Document section »
But into the second part, the high priest went alone once a year, speaking of the Holy of Holies. And it says, And not without blood, which he offered for himself, and for the people's sins committed in ignorance. If you want to take notes and if you want to know where we are going, you might just want to simply jot this down because this will be the title of each of the three messages that I'm going to bring you. It is simply this. We come to understand that we do not appear before our God, not without blood. And we're going to come to understand why. Now, I'm going to be framing our journey through the Scriptures with guiding material from a book. It's entitled, The Practice of God's Presence. And it was written by a gentleman named Andrew Murray, who lived in South Africa over 100 years ago. Our journey will entail, over the next three messages, this. Today, we're going to examine several accounts from the Old Testament that will set the parameters for everything else that we will be moving towards. Next time, in two weeks from now, we're going to be discussing Jesus Christ's thoughts about blood. And whose blood was he talking about? Finally, the third message, we're going to be talking about what the apostles said about blood, their experiences, and what God reveals from above through a book that maybe you've never thought about dealing with blood and dealing with the preciousness of the Lamb, but will take us right up to today. We begin our trail of blood back to the very beginning, to Adam and Eve in the garden. Join me, if you would, to Genesis 3. In Genesis 3, and let's pick up the thought in verse 6. So when the woman saw that the tree was good for food, that it was pleasant to the eyes, and a tree desirable to make one wise, she took of its fruit, and she ate. And she also gave to her husband with her, and he ate. And then the eyes of both of them were opened, and they knew that they were naked. And they sewed the fig leaves together and made themselves coverings. Here we find sin enters humanity.

Provided records »
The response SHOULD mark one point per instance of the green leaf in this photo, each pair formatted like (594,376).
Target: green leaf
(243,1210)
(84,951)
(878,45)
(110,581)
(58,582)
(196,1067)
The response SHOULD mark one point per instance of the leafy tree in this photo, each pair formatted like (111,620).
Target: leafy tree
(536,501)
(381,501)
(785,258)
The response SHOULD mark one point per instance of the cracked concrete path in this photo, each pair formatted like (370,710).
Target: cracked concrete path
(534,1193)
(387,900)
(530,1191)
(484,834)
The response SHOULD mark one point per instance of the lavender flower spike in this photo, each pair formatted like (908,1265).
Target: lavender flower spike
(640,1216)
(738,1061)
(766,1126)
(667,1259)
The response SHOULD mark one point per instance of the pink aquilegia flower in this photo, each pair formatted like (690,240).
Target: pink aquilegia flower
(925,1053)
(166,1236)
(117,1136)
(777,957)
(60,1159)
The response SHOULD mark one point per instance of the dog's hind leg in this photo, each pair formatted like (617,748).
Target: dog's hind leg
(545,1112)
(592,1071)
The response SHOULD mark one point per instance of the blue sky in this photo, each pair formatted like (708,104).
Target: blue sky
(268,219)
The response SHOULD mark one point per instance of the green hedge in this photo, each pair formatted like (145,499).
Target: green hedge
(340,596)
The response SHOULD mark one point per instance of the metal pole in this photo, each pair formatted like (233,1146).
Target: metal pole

Problem set »
• A. In the sermon, what is the title of the book that frames the journey through the Scriptures?
• B. How would the sermon's sentence "Here we find sin enters humanity." read in Spanish?

Answers to the tasks »
• A. The Practice of God's Presence

• B. Aquí encontramos que el pecado entra en la humanidad.